▶ [Aim of the task]:
Give back the records below verbatim, please, but without a single image.

▶ [Data shown]:
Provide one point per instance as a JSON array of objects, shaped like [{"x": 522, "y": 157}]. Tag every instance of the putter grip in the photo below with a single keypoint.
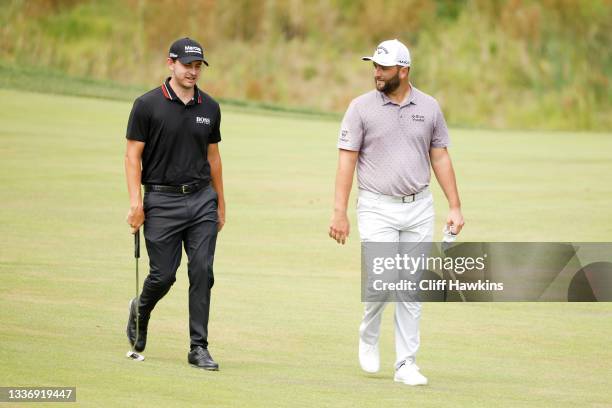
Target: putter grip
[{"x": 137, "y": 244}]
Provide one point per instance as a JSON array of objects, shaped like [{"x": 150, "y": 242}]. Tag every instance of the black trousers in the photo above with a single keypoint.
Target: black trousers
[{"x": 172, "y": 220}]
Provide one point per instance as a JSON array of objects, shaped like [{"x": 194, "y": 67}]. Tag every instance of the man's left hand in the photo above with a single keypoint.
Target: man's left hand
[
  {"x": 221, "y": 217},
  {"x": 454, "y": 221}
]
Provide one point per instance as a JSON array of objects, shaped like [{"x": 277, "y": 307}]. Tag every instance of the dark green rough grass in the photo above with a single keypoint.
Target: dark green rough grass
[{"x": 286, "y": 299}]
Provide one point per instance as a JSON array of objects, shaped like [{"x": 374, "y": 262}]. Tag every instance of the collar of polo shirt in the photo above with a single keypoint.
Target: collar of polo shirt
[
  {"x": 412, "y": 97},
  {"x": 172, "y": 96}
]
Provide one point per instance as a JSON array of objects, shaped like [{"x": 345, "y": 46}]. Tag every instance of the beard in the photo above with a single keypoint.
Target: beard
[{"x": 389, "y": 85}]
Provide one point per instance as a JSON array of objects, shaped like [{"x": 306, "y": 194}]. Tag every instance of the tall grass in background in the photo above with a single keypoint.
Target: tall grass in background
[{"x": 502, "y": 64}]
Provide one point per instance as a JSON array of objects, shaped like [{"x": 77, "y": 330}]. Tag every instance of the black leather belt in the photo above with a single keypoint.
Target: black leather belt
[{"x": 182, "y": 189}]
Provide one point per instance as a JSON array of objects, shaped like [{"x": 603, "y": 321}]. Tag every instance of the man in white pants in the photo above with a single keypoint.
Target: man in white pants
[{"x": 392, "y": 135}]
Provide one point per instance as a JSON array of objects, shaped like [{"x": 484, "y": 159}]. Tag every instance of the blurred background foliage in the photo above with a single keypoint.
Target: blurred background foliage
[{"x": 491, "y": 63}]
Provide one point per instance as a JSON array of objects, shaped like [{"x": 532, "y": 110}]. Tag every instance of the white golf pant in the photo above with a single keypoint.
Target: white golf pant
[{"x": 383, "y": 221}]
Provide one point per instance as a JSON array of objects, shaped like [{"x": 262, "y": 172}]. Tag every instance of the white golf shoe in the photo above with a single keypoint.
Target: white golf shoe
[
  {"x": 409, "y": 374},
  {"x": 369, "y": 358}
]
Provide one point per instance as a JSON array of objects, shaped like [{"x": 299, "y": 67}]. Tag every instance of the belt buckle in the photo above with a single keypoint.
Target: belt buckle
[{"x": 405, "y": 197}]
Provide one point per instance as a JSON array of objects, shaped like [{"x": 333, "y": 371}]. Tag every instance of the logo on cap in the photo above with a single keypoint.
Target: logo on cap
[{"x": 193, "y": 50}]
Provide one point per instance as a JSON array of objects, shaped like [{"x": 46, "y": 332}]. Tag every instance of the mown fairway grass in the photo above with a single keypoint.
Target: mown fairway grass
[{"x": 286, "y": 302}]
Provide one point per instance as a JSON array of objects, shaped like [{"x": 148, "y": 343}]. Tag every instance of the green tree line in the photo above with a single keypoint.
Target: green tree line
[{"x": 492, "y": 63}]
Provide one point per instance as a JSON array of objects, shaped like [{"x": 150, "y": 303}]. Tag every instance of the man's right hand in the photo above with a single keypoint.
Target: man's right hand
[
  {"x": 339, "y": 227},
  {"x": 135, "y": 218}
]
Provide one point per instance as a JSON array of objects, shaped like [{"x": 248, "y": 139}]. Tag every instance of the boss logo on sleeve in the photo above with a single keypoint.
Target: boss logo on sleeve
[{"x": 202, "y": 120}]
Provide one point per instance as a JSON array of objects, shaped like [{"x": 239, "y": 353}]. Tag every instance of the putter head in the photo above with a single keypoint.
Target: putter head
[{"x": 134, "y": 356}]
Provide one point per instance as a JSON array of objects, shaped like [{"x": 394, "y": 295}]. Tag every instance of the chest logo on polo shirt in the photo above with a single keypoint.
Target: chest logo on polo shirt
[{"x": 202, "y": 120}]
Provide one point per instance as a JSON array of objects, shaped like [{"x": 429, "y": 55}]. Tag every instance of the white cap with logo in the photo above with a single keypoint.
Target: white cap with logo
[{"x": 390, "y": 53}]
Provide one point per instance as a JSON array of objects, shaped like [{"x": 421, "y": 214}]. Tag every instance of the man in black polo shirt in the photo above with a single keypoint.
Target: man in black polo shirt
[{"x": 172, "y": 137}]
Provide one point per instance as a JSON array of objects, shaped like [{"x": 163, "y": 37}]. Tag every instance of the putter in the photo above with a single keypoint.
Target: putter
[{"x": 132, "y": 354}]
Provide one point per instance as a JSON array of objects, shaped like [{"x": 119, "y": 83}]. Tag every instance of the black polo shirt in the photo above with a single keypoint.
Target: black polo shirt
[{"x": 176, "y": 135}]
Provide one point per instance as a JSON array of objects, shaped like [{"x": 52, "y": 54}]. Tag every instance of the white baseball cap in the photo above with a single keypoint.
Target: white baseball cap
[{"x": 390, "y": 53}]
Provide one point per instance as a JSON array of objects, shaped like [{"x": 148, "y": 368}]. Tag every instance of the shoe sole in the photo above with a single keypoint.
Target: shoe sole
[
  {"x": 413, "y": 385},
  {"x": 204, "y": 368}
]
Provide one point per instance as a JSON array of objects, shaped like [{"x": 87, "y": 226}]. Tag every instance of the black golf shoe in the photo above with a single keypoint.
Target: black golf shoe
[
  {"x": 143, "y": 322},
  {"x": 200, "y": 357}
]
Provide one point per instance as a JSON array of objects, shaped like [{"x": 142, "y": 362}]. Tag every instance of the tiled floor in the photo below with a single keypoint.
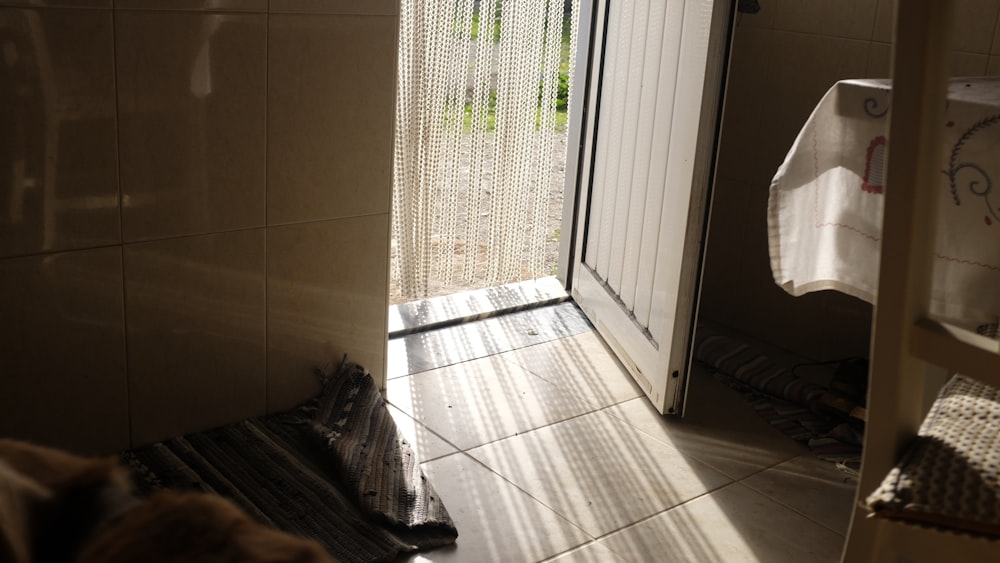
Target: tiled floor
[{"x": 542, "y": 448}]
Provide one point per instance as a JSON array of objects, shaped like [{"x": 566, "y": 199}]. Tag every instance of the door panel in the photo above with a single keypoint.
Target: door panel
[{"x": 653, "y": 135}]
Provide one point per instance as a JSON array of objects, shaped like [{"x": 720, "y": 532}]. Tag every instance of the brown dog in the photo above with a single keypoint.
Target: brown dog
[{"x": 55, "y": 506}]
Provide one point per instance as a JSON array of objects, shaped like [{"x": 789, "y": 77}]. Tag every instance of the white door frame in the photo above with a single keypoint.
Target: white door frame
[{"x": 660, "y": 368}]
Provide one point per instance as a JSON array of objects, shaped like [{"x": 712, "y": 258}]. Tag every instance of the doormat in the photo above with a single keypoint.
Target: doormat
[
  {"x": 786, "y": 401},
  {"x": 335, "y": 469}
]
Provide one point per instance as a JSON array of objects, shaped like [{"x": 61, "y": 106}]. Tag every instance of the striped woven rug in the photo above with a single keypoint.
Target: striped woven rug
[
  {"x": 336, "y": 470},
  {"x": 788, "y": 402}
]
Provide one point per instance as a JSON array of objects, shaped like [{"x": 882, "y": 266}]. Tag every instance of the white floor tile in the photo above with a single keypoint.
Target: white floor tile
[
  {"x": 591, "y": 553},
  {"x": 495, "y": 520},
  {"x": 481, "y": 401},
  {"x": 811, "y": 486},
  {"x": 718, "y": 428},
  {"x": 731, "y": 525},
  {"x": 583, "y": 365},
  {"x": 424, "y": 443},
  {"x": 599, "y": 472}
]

▶ [Output for this task]:
Provide one point per instance as a JSON array of objects, shaped like [{"x": 522, "y": 157}]. Tag every instance of the putter grip in the photo below with a single keypoint.
Target: putter grip
[{"x": 137, "y": 244}]
Provide one point per instance as a JSON array of objects, shaped like [{"x": 150, "y": 242}]. Tag every instance of the black trousers in the photo above with a single keypoint.
Target: black trousers
[{"x": 172, "y": 220}]
Provide one point per instance as a JSON array of objects, shaped like [{"x": 194, "y": 67}]. Tag every instance of the man's left hand in the photo above with a single keypoint.
Target: man's left hand
[
  {"x": 221, "y": 217},
  {"x": 454, "y": 221}
]
Provide one point per instance as a JSON array of objects, shaped like [{"x": 277, "y": 307}]. Tag every instance of the dark green rough grass in the photo above with a single keypoint.
Target: dark green rough grass
[{"x": 286, "y": 299}]
Provide one point per instance as a JSON array of objects, shaped like [{"x": 374, "y": 262}]. Tag every instance of the collar of polo shirt in the photo above with a single keypoint.
Target: collar of polo shirt
[
  {"x": 412, "y": 97},
  {"x": 172, "y": 96}
]
Provide one point per instance as a JSON array of objects, shaped like [{"x": 345, "y": 46}]. Tag every instance of the beard in the photo above with a single keypoint.
Target: beard
[{"x": 389, "y": 85}]
Provide one point per instance as a JSON array of objects, shaped like [{"x": 306, "y": 194}]. Tag every instance of the tall grass in background in the photo above with a single keypoint.
Target: tall grass in background
[{"x": 502, "y": 64}]
Provide one point per instance as a JSON array of objects, shaped like [{"x": 77, "y": 330}]. Tag every instance of the black leather belt in the photo above with a single keypoint.
Target: black leather belt
[{"x": 182, "y": 189}]
Provide one point per instance as a JSON array of objects, shaped like [{"x": 603, "y": 321}]. Tag every instance of the man in white pants in the photo above with a single keypoint.
Target: man in white pants
[{"x": 392, "y": 135}]
Provide one point per instance as a JSON array of objects, shaped like [{"x": 484, "y": 159}]. Tag every instance of the blurred background foliage in the photo above with a single keypoint.
Target: blurred background foliage
[{"x": 491, "y": 63}]
Provide one point per instance as a JSON array of objects, shaped like [{"x": 532, "y": 110}]. Tag every instance of the white golf pant in the photo above with a single keypoint.
Target: white golf pant
[{"x": 383, "y": 221}]
Provide one point per instance as a JSON array of objects, shaped like [{"x": 262, "y": 172}]. Tag every instance of the white golf shoe in the photo above with a single keypoint.
Target: white golf shoe
[
  {"x": 409, "y": 374},
  {"x": 369, "y": 358}
]
Provide one point per instance as a JSON array of objects, shaped like [{"x": 299, "y": 67}]. Tag every instance of the belt buckle in the photo above with a single keypoint.
Target: belt buckle
[{"x": 405, "y": 197}]
Provide one point per instance as a JSON array of objects, shaped like [{"x": 333, "y": 371}]. Tag every instance of the logo on cap in the photo above with a single keypoint.
Target: logo on cap
[{"x": 193, "y": 50}]
Provide one point per instance as a JSON array of objects, shaped like [{"x": 46, "y": 332}]. Tag every instance of the mown fairway grass in the photo above with a single keypoint.
Target: mown fairway grass
[{"x": 286, "y": 302}]
Provide one point per instance as a JSON array of objects, shaped like [{"x": 148, "y": 343}]. Tag every instance of the green tree line in the photo above with a single keypoint.
Target: green tree line
[{"x": 492, "y": 63}]
Provide one point per instance as a JSON array of objects, shaped like [{"x": 150, "y": 303}]. Tag every instance of the man's right hand in the photo above with a single keypoint.
Target: man's right hand
[
  {"x": 339, "y": 227},
  {"x": 135, "y": 218}
]
Provide one point per instance as a JSON array of objects, shaped like [{"x": 248, "y": 139}]. Tag every instance of the boss logo on sleeve in the photo above with a single keypoint.
Target: boss logo on sleeve
[{"x": 202, "y": 120}]
Provide one point per instance as a JSON array of objects, shaped like [{"x": 239, "y": 353}]. Tag every instance of the putter head in the photo above with a single keypoint.
Target: putter head
[{"x": 134, "y": 356}]
Provide one point per instance as a JSON array of objects, shaped like [{"x": 394, "y": 295}]. Tag every instance of the chest logo on polo shirt in the photo above with a single keypoint.
Target: chest logo on polo shirt
[{"x": 202, "y": 120}]
Provide one point per instance as a JSON array of objects, shaped like [{"x": 429, "y": 55}]. Tag every instance of the white cap with logo in the photo above with a single keypoint.
Target: white cap with logo
[{"x": 390, "y": 53}]
Provide one point per instance as a JSON array of objects, shaped like [{"x": 421, "y": 214}]. Tag every instance of the man in black polo shirt in the photo above with a single keypoint.
Target: man in black polo shirt
[{"x": 172, "y": 137}]
Provide one point per instance as a JSON array of objects, shaped like [{"x": 163, "y": 37}]. Tag every instance of the putter in the photo above with a single keypoint.
Target: putter
[{"x": 132, "y": 354}]
Provide one point per instance as a JSON array of objects, shaped like [{"x": 119, "y": 83}]. Tag every instance of the black polo shirt in the photo above with a single keypoint.
Target: black polo shirt
[{"x": 176, "y": 135}]
Provide one point per instance as a JSON array of objects, shaped like [{"x": 52, "y": 54}]. Tag every instance of the white baseball cap in the photo above with a single keypoint.
Target: white baseball cap
[{"x": 390, "y": 53}]
Provide one point per instance as a JSON array of objects, shaped like [{"x": 148, "y": 368}]. Tag every instance of the shoe sole in the photo above with a single keypoint.
Target: shoe sole
[
  {"x": 413, "y": 385},
  {"x": 204, "y": 368}
]
Provide one point per instance as a JSON array of objects, shaped like [{"x": 87, "y": 226}]. Tag every instance of the black golf shoe in the photo above with a single keypoint.
Target: black golf shoe
[
  {"x": 143, "y": 322},
  {"x": 200, "y": 357}
]
Provide one point per instance as a JSON array of objects, shaped like [{"x": 142, "y": 362}]. Tag every instance of the tiled floor in the photo below with a single keypoint.
Target: tiled floor
[{"x": 542, "y": 448}]
Provide one point per instance as a JSON array of objects, shaped like [{"x": 566, "y": 199}]. Tag every instance of the door panel in the photo above with a single keypoint.
Target: door panel
[{"x": 653, "y": 135}]
Provide one point per instance as a JSON array of objects, shaped like [{"x": 720, "y": 532}]. Tag every instance of the brown dog in the photo above with a single keypoint.
Target: brown dog
[{"x": 55, "y": 506}]
Provide one point per instance as a JSON array of objects, shaped like [{"x": 789, "y": 77}]. Tag every instance of the white door frame in the photo above with a single keypoint.
Target: white door frame
[{"x": 660, "y": 368}]
Provide one point per instance as a JSON array of objects, shaped like [{"x": 712, "y": 258}]. Tag every instance of the doormat in the photo above with a single keypoint.
Target: doormat
[
  {"x": 786, "y": 401},
  {"x": 335, "y": 469}
]
Provide one point per instance as a JSON array of objects, shaped like [{"x": 61, "y": 106}]. Tag every instance of the striped woven rug in the photo above with a single keypoint.
Target: striped woven rug
[
  {"x": 336, "y": 470},
  {"x": 788, "y": 402}
]
Provide one point per instance as a JSON array of objects, shaped like [{"x": 882, "y": 266}]. Tag every instance of the white floor tile in the photo above with a single keypoint.
Target: white floor tile
[
  {"x": 591, "y": 553},
  {"x": 495, "y": 520},
  {"x": 481, "y": 401},
  {"x": 811, "y": 486},
  {"x": 718, "y": 428},
  {"x": 731, "y": 525},
  {"x": 583, "y": 365},
  {"x": 424, "y": 443},
  {"x": 599, "y": 472}
]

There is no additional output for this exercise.